● **The task**
Shift every bounding box coordinate up by 144 and write out the entries below from the line with "Ground the dark" up to and including the last line of the entries, keeping the requests and the lines that begin with "e.g." unchanged.

____

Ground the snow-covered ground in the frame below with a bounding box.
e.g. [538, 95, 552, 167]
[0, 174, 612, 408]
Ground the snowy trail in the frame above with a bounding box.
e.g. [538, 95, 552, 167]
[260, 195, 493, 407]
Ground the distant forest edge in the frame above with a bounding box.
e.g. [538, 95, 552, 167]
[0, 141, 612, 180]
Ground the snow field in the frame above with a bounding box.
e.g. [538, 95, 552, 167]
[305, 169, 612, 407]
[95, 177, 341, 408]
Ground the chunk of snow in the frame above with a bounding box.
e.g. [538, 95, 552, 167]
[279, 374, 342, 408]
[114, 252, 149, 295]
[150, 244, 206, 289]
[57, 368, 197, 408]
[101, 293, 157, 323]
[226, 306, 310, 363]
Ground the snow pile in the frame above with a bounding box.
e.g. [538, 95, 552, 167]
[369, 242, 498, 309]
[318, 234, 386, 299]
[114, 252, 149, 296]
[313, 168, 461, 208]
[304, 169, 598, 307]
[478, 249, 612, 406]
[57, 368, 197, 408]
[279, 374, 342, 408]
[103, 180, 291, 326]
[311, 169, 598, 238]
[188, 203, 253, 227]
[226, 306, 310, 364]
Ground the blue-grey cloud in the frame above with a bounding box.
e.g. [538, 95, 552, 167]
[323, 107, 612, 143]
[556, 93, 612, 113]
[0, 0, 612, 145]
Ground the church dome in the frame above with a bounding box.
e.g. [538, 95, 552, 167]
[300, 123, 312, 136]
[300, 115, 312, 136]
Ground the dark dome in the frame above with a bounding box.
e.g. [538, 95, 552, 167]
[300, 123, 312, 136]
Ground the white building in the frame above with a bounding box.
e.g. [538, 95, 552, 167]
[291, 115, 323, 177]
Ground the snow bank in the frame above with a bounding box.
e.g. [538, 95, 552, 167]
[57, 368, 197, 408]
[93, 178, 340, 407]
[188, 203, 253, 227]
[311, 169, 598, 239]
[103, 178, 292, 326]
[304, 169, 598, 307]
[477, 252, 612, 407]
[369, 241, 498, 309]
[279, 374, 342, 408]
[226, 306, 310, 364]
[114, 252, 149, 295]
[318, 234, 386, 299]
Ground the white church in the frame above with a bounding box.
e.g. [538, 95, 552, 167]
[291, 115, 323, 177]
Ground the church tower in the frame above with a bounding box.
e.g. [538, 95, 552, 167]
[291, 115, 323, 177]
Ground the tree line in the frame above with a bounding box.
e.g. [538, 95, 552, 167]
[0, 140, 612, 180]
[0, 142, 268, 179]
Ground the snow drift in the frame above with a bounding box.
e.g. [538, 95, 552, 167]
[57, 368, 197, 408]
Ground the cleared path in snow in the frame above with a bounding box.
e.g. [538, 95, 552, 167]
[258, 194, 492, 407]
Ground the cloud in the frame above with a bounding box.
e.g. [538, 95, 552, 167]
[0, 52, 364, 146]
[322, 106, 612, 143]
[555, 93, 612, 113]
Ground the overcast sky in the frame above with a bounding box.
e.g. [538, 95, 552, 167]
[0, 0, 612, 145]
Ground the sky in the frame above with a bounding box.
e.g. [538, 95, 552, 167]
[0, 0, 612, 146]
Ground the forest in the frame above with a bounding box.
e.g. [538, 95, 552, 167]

____

● **Task response**
Ground the dark dome in the frame above with a bounding box.
e.g. [538, 95, 552, 167]
[444, 267, 456, 280]
Ground the white building in the frame above with a bounding box.
e.g. [538, 95, 552, 167]
[435, 259, 467, 321]
Ground the snow bank in the frame above with a bounding box.
e.g. [538, 95, 552, 167]
[201, 512, 341, 552]
[237, 322, 484, 551]
[332, 347, 397, 371]
[455, 313, 742, 383]
[247, 322, 436, 470]
[448, 313, 742, 451]
[621, 396, 756, 551]
[513, 385, 642, 453]
[423, 518, 486, 552]
[370, 450, 454, 508]
[258, 396, 293, 439]
[462, 378, 530, 443]
Ground the white church in the frame above with a bounding box.
e.g. [538, 95, 552, 167]
[435, 259, 467, 321]
Ground the church tower in the frame above with a bounding box.
e.g. [538, 95, 552, 167]
[435, 259, 467, 321]
Ground the tree line in the frame above with a bounding box.
e.g. [538, 95, 552, 167]
[144, 284, 756, 324]
[144, 286, 412, 323]
Ground the snow drift in the frame above with a bounding box.
e.g. [538, 95, 552, 167]
[201, 512, 341, 552]
Ground the cleared path in snow in the frame above with a bounding box.
e.g. [538, 95, 552, 167]
[402, 338, 636, 551]
Ground the cloud in the frame above with a bounding box.
e.g. [538, 95, 552, 167]
[144, 196, 508, 290]
[466, 250, 756, 287]
[699, 237, 756, 257]
Ground the overcast sky in the frame above with a bounding box.
e.g. [538, 95, 552, 167]
[144, 144, 756, 289]
Ground the sky in the frame above with a bounding box.
e.g. [538, 95, 552, 167]
[144, 144, 756, 290]
Ground the forest in the frame above with a bounding box.
e.g. [538, 95, 552, 167]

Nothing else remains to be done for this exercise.